■ REQUIREMENTS ■
In the entries from the line with "above contains shadow" up to and including the line with "741, 206, 954, 338", change "trail-cam" to "field camera" and leave everything else as it is. Give back only those lines.

■ Entries taken from a collection ■
┄┄┄┄┄┄

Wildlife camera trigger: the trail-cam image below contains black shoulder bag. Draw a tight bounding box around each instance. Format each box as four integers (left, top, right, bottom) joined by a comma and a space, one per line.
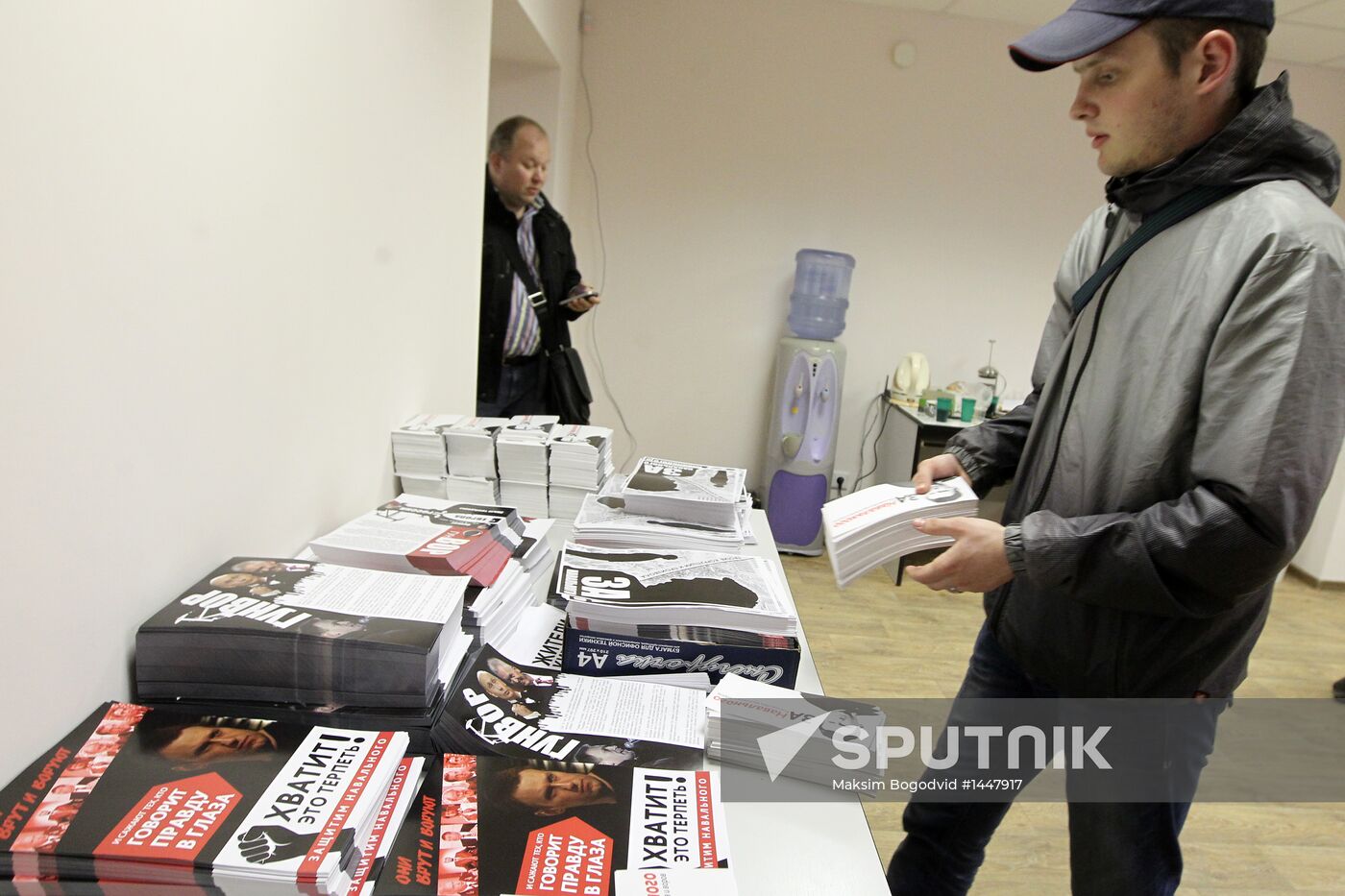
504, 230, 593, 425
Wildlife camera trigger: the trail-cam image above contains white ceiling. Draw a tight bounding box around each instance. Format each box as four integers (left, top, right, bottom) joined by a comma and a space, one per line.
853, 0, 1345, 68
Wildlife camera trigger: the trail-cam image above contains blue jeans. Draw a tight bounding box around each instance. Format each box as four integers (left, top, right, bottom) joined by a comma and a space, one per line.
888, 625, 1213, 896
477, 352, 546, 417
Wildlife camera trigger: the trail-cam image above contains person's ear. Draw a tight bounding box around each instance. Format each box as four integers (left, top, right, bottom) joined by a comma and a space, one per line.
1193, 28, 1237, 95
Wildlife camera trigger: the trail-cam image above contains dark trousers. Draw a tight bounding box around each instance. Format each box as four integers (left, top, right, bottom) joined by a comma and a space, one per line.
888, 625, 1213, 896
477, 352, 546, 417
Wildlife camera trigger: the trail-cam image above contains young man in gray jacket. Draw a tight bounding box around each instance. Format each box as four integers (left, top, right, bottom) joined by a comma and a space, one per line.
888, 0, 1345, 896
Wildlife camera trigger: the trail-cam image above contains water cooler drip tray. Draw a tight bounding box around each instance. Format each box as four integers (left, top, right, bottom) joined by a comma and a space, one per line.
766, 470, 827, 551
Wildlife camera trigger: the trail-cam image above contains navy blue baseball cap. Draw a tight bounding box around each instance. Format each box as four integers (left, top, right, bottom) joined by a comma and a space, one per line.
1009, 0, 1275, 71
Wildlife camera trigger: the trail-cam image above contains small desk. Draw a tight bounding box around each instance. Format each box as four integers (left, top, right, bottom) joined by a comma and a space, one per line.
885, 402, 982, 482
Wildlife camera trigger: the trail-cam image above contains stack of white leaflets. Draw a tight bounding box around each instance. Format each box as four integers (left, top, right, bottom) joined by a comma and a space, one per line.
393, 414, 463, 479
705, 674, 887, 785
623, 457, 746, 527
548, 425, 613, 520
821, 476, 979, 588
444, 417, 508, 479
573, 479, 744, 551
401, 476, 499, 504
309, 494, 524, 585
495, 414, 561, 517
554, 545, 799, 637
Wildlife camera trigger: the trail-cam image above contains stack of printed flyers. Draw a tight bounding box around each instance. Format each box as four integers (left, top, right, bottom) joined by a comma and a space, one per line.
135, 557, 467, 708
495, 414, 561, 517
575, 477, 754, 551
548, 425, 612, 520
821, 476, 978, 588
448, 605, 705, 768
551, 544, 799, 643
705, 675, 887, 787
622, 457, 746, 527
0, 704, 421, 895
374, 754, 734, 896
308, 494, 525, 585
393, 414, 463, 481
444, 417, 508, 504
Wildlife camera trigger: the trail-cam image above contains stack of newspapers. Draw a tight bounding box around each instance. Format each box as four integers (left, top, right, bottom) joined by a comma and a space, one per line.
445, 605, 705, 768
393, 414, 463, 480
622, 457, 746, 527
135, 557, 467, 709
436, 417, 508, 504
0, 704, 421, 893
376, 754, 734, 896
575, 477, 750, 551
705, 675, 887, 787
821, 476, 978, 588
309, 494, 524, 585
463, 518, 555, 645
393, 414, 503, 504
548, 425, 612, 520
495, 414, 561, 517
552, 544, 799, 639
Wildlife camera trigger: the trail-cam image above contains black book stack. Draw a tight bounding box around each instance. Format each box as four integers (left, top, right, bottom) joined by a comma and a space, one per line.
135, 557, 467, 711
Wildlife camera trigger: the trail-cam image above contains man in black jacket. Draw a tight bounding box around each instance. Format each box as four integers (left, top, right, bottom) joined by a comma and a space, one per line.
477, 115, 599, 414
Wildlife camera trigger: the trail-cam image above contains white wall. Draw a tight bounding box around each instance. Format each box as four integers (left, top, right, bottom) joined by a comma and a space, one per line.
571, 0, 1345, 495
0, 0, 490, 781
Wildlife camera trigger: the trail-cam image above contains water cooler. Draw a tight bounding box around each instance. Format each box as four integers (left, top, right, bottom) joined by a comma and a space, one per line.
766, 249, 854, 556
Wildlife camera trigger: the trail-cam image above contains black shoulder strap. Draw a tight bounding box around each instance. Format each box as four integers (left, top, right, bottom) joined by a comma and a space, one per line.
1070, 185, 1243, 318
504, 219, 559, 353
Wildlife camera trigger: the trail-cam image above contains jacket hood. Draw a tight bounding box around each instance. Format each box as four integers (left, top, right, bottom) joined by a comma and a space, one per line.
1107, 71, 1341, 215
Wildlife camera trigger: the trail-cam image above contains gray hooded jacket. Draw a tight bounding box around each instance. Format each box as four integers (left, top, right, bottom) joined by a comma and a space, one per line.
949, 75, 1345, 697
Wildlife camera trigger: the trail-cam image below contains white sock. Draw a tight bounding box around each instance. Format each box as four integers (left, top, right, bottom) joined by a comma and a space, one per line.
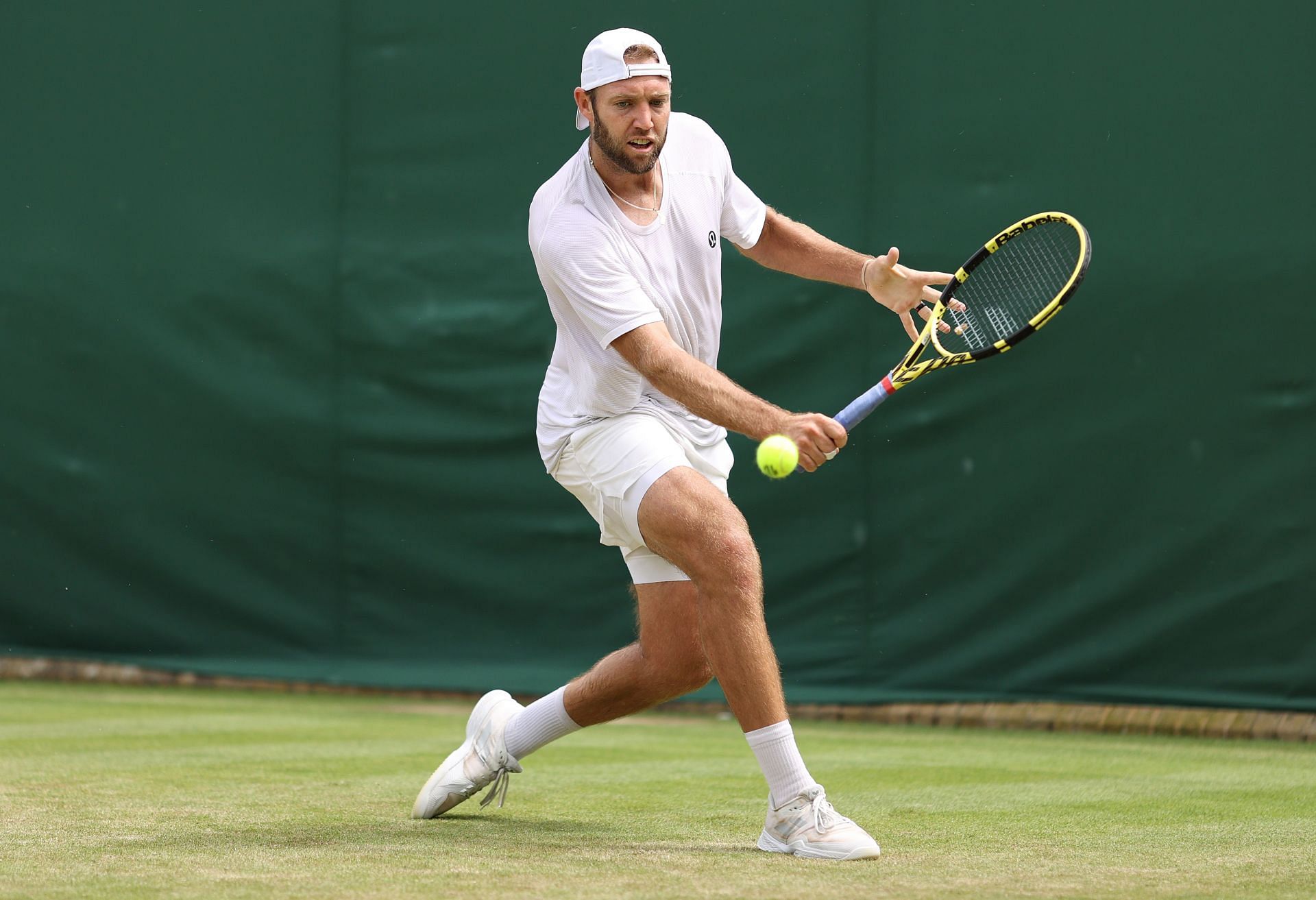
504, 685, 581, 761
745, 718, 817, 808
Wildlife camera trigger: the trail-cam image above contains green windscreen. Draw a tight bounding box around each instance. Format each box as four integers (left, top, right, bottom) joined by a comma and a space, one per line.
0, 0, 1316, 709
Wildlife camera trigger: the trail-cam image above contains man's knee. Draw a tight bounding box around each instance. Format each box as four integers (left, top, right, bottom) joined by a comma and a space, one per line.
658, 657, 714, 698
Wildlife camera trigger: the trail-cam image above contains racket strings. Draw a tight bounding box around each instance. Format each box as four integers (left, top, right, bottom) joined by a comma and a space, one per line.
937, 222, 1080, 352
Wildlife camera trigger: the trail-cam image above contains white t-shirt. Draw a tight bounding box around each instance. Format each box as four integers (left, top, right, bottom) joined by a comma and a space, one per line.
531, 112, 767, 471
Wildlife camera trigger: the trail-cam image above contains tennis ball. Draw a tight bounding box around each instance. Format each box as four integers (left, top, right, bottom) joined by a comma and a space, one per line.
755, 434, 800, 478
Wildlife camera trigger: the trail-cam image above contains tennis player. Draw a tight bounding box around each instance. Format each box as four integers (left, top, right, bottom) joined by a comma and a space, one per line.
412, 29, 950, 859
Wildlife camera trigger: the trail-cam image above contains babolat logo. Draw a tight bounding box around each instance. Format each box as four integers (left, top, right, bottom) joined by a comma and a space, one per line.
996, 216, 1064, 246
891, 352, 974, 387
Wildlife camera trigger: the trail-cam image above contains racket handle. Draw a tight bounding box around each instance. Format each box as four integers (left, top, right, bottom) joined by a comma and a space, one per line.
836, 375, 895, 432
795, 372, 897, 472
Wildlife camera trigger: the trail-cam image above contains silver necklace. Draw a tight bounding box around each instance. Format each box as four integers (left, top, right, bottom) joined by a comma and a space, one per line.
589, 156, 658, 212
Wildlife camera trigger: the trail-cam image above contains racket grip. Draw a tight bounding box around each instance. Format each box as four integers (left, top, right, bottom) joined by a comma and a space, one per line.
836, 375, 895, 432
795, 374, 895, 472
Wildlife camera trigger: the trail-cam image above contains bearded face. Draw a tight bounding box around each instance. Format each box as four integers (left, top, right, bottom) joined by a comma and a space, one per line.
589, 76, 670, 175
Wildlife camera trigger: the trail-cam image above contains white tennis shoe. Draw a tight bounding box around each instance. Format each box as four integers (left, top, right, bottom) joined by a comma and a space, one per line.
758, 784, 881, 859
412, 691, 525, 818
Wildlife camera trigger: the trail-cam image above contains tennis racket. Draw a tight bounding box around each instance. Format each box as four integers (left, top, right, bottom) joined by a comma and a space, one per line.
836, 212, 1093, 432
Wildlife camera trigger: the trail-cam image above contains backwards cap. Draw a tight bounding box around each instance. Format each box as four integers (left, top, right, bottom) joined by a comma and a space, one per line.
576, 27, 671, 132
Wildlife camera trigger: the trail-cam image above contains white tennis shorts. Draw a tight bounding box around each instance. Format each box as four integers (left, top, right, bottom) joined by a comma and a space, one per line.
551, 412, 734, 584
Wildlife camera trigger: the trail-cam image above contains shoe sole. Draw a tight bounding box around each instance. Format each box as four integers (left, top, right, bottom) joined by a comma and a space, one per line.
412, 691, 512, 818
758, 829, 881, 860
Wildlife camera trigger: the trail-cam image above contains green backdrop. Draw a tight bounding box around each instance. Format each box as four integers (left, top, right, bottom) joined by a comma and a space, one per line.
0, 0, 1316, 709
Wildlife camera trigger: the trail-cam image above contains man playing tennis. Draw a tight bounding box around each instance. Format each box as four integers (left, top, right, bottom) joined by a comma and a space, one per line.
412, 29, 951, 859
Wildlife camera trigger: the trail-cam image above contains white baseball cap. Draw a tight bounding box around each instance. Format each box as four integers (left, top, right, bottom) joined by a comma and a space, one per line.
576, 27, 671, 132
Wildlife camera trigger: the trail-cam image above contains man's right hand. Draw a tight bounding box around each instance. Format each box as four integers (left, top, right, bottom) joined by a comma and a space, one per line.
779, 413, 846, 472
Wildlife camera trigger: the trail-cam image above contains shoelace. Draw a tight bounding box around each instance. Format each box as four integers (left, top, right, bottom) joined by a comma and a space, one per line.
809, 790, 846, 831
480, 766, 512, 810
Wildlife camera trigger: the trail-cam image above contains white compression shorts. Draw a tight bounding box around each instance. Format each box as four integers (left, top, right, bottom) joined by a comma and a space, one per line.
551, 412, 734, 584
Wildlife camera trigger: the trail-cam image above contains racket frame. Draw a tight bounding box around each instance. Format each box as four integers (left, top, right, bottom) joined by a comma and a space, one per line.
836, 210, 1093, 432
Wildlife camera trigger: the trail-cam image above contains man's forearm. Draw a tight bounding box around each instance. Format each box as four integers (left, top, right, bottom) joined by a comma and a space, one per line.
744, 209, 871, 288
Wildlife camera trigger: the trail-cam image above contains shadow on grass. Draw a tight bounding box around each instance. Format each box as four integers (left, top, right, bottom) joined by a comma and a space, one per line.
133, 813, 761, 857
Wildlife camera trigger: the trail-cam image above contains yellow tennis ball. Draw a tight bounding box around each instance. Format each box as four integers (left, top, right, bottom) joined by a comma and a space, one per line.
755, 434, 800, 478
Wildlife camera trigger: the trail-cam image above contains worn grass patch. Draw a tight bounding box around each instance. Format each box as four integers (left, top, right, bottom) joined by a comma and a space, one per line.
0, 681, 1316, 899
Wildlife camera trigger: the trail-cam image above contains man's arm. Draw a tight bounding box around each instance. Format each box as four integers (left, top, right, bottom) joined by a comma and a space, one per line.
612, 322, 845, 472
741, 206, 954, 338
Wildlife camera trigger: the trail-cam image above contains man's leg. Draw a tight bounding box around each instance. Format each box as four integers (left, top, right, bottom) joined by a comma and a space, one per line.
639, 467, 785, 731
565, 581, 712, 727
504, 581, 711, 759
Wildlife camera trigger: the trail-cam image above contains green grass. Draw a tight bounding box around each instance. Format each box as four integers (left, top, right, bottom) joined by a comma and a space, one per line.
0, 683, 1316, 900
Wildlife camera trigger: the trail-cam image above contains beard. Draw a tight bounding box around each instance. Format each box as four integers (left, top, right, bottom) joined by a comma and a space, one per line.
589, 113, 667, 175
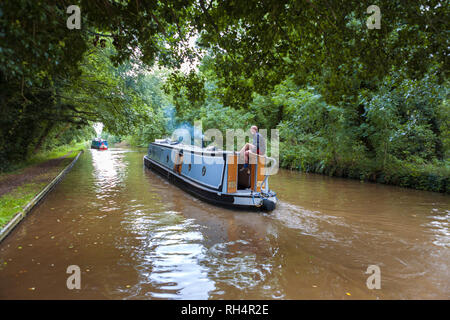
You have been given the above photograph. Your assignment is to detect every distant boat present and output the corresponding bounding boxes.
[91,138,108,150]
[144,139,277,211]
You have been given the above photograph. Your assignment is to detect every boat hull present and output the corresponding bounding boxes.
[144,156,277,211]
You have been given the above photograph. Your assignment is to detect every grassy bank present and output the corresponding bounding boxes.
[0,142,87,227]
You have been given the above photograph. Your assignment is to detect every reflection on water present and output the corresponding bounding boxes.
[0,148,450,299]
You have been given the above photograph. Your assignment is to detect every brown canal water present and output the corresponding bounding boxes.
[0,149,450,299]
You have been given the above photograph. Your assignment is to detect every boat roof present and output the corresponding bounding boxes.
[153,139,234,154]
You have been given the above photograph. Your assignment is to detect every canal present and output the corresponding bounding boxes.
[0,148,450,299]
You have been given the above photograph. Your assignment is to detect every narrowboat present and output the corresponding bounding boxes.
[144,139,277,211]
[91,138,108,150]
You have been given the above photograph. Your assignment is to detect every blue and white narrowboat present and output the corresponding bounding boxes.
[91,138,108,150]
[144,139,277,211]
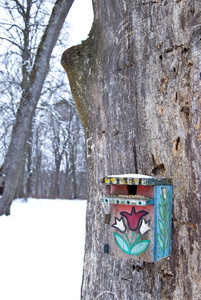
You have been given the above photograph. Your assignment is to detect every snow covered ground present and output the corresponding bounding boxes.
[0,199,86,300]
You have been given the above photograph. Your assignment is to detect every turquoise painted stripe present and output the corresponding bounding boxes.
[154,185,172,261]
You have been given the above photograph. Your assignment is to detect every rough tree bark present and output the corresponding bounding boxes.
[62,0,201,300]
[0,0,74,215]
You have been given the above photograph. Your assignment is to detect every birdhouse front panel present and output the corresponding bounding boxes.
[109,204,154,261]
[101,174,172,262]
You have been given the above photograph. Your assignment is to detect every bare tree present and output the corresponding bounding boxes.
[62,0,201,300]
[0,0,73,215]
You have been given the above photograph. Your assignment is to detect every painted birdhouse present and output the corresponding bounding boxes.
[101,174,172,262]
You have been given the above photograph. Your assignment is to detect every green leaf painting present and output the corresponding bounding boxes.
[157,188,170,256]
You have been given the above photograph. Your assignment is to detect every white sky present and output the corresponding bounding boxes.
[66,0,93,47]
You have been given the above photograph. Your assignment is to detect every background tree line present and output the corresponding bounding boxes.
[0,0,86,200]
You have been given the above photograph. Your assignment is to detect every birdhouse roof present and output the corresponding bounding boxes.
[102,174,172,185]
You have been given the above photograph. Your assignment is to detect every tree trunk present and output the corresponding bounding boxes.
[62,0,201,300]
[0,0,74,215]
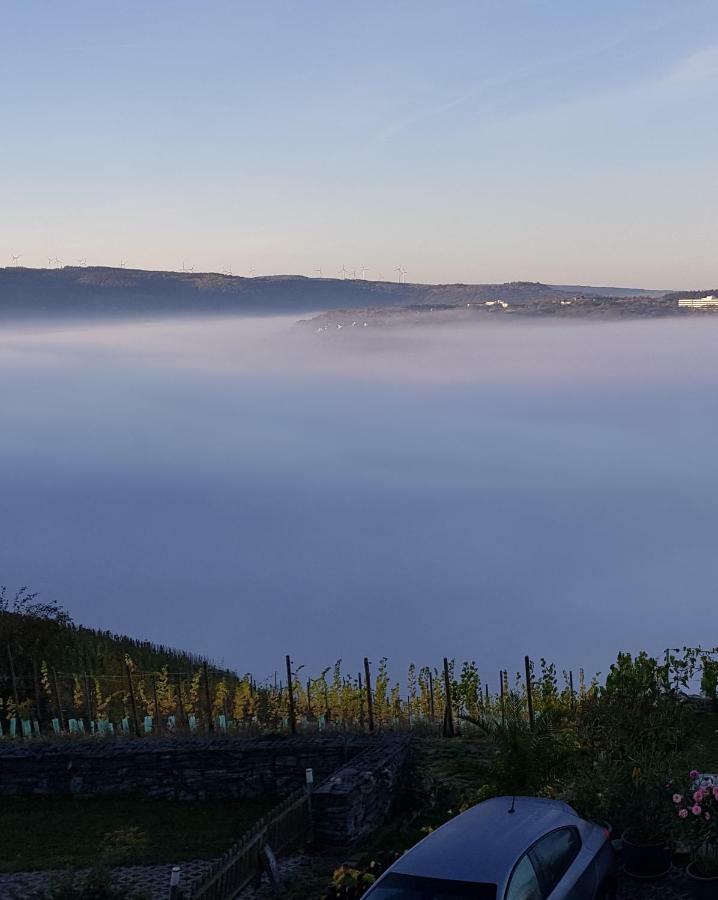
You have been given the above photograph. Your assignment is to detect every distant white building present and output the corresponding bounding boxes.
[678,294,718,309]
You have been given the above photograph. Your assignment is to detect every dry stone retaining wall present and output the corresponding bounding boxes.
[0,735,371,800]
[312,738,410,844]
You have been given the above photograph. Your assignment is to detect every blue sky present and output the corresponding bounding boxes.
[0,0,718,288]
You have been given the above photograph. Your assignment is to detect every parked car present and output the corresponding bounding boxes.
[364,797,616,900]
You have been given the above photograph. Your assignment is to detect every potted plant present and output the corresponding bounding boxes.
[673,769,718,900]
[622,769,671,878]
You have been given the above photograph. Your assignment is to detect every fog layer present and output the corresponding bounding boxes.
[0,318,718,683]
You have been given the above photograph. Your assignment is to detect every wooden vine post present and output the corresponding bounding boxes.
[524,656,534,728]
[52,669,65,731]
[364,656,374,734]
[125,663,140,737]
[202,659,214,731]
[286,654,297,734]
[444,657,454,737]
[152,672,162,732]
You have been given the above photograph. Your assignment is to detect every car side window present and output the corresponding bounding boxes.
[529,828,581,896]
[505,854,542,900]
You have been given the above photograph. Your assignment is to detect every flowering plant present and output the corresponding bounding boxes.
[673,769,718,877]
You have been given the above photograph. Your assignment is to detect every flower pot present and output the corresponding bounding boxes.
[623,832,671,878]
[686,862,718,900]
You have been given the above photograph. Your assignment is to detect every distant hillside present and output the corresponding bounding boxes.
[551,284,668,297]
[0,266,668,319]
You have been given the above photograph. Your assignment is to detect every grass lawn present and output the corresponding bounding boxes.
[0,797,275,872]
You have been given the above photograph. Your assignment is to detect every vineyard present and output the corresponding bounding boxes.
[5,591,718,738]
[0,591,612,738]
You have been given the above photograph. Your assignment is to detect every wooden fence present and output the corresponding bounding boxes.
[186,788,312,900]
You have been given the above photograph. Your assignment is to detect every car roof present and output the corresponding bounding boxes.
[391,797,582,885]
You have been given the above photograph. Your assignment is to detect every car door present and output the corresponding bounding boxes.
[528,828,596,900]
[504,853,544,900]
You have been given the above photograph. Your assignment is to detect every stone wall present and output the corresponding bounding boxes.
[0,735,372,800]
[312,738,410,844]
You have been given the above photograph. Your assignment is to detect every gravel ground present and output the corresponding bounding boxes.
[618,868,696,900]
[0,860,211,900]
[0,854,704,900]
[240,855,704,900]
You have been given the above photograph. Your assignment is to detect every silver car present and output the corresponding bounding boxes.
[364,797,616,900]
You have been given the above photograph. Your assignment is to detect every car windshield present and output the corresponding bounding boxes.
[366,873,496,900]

┄┄┄┄┄┄

■ WRITTEN ANSWER ■
Wildlife camera trigger: the field camera image above contains shadow on grass. Draw a tight bounding box around each instance. Format each box as four integers (left, top, right, bottom) joined by a comma and a space, one per line.
133, 813, 761, 857
Wildlife camera trigger: the field camera image above contains yellow tennis ball. Draw a tight bounding box around each instance. Format each box as four integers (left, top, right, bottom) joined by a comma and a space, one per line.
755, 434, 800, 478
Wildlife camera trigger: the field camera image above contains worn grass patch. Draw a tight bounding box around each instance. Format each box as four integers (left, top, right, bottom) joined by a comma and a space, one per line.
0, 681, 1316, 899
Wildlife camera trigger: the field camera image above contains man's arm. Draw a tight bounding box around each instance. Format each box as four integers (left, top, right, bottom) joined by a comma and a space, one per line.
612, 322, 845, 472
741, 206, 954, 338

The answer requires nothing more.